> [PROVIDED RECORDS]:
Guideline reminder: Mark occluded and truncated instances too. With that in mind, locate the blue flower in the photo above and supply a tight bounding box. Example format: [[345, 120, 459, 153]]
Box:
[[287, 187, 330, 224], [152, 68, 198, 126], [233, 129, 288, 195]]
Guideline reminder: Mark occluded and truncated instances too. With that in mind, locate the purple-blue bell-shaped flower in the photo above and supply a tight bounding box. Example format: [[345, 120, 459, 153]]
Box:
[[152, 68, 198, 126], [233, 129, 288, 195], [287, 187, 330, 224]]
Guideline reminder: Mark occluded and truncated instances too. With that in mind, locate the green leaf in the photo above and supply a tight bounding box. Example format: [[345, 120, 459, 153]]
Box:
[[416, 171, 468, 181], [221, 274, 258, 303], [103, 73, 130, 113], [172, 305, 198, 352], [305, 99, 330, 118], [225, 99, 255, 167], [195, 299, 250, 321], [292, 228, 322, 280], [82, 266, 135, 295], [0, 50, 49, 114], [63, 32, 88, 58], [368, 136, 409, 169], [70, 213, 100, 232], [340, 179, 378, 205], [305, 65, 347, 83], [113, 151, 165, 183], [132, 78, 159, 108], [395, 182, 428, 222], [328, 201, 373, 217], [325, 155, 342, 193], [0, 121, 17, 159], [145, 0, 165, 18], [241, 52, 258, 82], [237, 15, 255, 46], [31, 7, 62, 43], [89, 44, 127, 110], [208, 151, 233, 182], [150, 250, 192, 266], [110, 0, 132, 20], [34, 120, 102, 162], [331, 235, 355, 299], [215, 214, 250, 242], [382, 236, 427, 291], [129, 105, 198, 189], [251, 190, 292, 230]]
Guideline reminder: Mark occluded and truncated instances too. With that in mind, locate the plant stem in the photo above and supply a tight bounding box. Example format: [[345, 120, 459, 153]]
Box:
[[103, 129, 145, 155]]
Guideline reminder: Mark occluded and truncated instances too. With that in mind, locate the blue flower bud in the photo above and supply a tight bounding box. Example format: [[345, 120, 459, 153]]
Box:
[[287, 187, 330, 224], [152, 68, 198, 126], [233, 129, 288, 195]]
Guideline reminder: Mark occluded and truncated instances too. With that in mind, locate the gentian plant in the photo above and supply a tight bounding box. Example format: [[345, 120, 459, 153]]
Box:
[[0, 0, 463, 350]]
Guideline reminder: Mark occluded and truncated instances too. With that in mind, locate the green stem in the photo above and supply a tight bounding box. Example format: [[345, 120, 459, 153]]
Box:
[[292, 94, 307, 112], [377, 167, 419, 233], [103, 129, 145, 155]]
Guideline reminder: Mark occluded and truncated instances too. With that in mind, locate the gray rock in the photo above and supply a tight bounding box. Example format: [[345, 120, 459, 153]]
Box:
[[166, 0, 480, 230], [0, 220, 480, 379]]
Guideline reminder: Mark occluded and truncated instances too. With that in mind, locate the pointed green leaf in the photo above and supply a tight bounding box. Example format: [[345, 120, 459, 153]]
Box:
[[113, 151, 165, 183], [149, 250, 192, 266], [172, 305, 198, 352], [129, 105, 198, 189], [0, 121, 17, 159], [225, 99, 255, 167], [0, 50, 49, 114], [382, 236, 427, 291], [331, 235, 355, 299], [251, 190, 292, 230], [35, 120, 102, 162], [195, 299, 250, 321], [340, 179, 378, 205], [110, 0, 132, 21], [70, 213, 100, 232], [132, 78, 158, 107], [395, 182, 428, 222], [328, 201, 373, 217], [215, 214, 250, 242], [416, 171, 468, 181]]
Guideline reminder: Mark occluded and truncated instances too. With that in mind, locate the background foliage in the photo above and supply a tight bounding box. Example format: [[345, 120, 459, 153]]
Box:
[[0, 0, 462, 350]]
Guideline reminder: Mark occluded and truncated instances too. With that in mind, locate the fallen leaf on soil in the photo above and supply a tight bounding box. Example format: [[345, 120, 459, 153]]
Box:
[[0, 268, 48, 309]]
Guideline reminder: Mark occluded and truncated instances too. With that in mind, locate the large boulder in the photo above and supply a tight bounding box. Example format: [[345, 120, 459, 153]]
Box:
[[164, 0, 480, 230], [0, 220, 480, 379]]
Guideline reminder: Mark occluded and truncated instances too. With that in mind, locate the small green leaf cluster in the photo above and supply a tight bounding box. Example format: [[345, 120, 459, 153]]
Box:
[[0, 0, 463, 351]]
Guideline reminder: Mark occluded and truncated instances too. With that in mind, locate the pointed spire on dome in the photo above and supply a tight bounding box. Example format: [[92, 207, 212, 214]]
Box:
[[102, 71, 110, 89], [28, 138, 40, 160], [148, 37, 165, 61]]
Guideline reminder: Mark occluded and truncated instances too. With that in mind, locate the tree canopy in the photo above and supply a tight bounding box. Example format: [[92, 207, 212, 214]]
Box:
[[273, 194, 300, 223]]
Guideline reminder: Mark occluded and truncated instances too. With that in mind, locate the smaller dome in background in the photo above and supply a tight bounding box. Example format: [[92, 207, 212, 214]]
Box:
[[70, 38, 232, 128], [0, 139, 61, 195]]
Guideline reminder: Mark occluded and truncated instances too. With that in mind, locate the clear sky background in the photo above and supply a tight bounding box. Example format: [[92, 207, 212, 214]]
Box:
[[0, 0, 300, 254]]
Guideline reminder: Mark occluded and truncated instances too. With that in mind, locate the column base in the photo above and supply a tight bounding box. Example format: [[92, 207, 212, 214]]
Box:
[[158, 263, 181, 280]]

> [REQUIRED TASK]: Update the data above by changing every instance of "tight bounding box" to "close-fitting bounding box" and keeping all other text the same.

> [RESPONSE FOR THIS EXERCISE]:
Guideline reminder: Mark occluded and truncated instances too. With that in mind, locate the blue flower in the photo above and supply a close-fitting bounding box. Example format: [[345, 120, 459, 153]]
Box:
[[287, 187, 330, 224], [152, 68, 198, 126], [233, 129, 288, 195]]
Guideline reminder: Mark occluded and truncated instances too. With that in mind, locate the purple-blue bell-shaped flower in the photo above and supply a close-fitting bounding box. Example format: [[345, 120, 459, 153]]
Box:
[[152, 68, 198, 126], [233, 129, 288, 195], [287, 187, 330, 224]]
Guideline reminder: Mark occluded and truncated instances too. With that in mind, locate the green leaf in the photo above and supply a close-fitting bounding box. Example format: [[345, 120, 459, 153]]
Box:
[[416, 171, 468, 181], [221, 274, 258, 303], [103, 73, 130, 113], [172, 305, 198, 352], [305, 99, 330, 118], [225, 99, 255, 167], [195, 299, 250, 321], [292, 228, 322, 280], [82, 266, 135, 295], [0, 50, 49, 114], [63, 32, 88, 58], [368, 136, 409, 169], [70, 213, 100, 232], [340, 179, 378, 205], [305, 65, 347, 83], [113, 151, 165, 183], [132, 78, 159, 108], [395, 182, 428, 222], [328, 201, 373, 217], [325, 155, 342, 193], [0, 121, 17, 159], [145, 0, 165, 18], [241, 52, 258, 82], [237, 15, 255, 46], [31, 7, 62, 43], [89, 44, 127, 110], [208, 151, 233, 182], [150, 250, 192, 266], [110, 0, 132, 20], [34, 120, 102, 162], [331, 235, 355, 299], [215, 214, 250, 242], [382, 236, 427, 291], [129, 105, 198, 189], [251, 190, 292, 230]]
Guideline reminder: Mark occluded and truncated instances too. With that in mind, locate the plant stem in the photo above and supply a close-fitting bounding box. Example format: [[345, 120, 459, 153]]
Box:
[[103, 129, 145, 155]]
Guideline reminder: Mark occluded and truncated instances too. With that in mind, locate the blue flower bud in the photo above and supply a close-fitting bounding box. Example format: [[345, 120, 459, 153]]
Box:
[[287, 187, 330, 224], [152, 68, 198, 126], [233, 129, 288, 195]]
Guideline reminder: Mark occluded and truncated instances too. With that in mind, locate the gentian plant in the photo above and supply a close-fitting bounding box. Example format: [[345, 120, 459, 153]]
Box:
[[0, 0, 463, 350]]
Guideline reminder: Mark occluded and truncated instances too. With that in mind, locate the green stem in the photo above and supply a close-fitting bounding box. Example format: [[345, 120, 459, 153]]
Box:
[[292, 94, 307, 112], [377, 167, 419, 233], [103, 129, 145, 155]]
Guideline reminder: Mark occluded and truncated instances too. With that in mind, locate the gray rock in the photo above and supply a close-fitting bounding box. Example format: [[345, 120, 459, 153]]
Box:
[[166, 0, 480, 230], [0, 220, 480, 379]]
Guideline reminder: Mark occluded and truncated instances too. With that in mind, locate the pointed green leaf in the photo above and supply a close-fitting bounding box. Example format: [[345, 120, 459, 153]]
Box:
[[113, 151, 165, 183], [149, 250, 192, 266], [172, 305, 198, 352], [129, 105, 198, 189], [0, 121, 17, 159], [225, 99, 255, 167], [0, 50, 49, 114], [382, 236, 427, 291], [331, 235, 355, 299], [251, 190, 292, 230], [35, 120, 102, 162], [195, 299, 250, 321], [340, 179, 378, 205], [110, 0, 132, 21], [70, 213, 100, 232], [132, 78, 158, 107], [395, 182, 428, 222], [328, 201, 373, 217], [215, 214, 250, 242], [416, 171, 468, 181]]
Guideline reminder: Mark occluded and truncated instances too. With that in mind, locate the background foliage in the photo above and supply a close-fitting bounding box. Example format: [[345, 120, 459, 153]]
Box:
[[0, 0, 462, 350]]
Guideline reminder: Mark occluded and truncated instances too. With that in mind, locate the fallen leaf on soil in the photo above and supply a close-fitting bounding box. Example format: [[345, 120, 459, 153]]
Box:
[[0, 268, 48, 309]]
Guideline reminder: Mark occluded and truncated instances too. With that in mind, locate the large boulder in the photo above and supply a close-fitting bounding box. Example format: [[345, 120, 459, 153]]
Box:
[[164, 0, 480, 230], [0, 220, 480, 379]]
Guideline reminder: Mark occluded and truncated instances too. With that in mind, locate the small green leaf cluster in the photo above and supply a close-fitting bounding box. Example format: [[345, 120, 459, 153]]
Box:
[[0, 0, 463, 351]]
Guideline reminder: Mark occluded and truncated instances too. With that in mind, locate the pointed spire on dome in the photo above and supply a close-fitting bounding box. Example format: [[92, 207, 212, 214]]
Box:
[[102, 71, 110, 89], [28, 138, 40, 160], [148, 37, 165, 61]]
Guideline reminder: Mark occluded and truncated instances too. With that in mind, locate the tree canopy in the photo above and supply a close-fitting bounding box. Example format: [[92, 207, 212, 214]]
Box:
[[273, 194, 300, 223]]
Guideline reminder: Mark occluded and truncated instances too. With that in mind, locate the smaller dome in background in the photo above and supply a close-fitting bounding box. Example format: [[92, 207, 212, 214]]
Box:
[[70, 38, 232, 128], [0, 139, 61, 195]]
Guideline reminder: Mark occluded and truncated instances too. With that in mind, locate the clear sky background in the photo above and supply a close-fitting bounding box. Example format: [[92, 207, 212, 214]]
Box:
[[0, 0, 300, 254]]
Guideline reminder: Mark occluded and truncated instances too. With that in mind, locate the column base in the photo above and supply a close-fitting bounding box. Example format: [[92, 207, 212, 214]]
Box:
[[158, 263, 181, 280]]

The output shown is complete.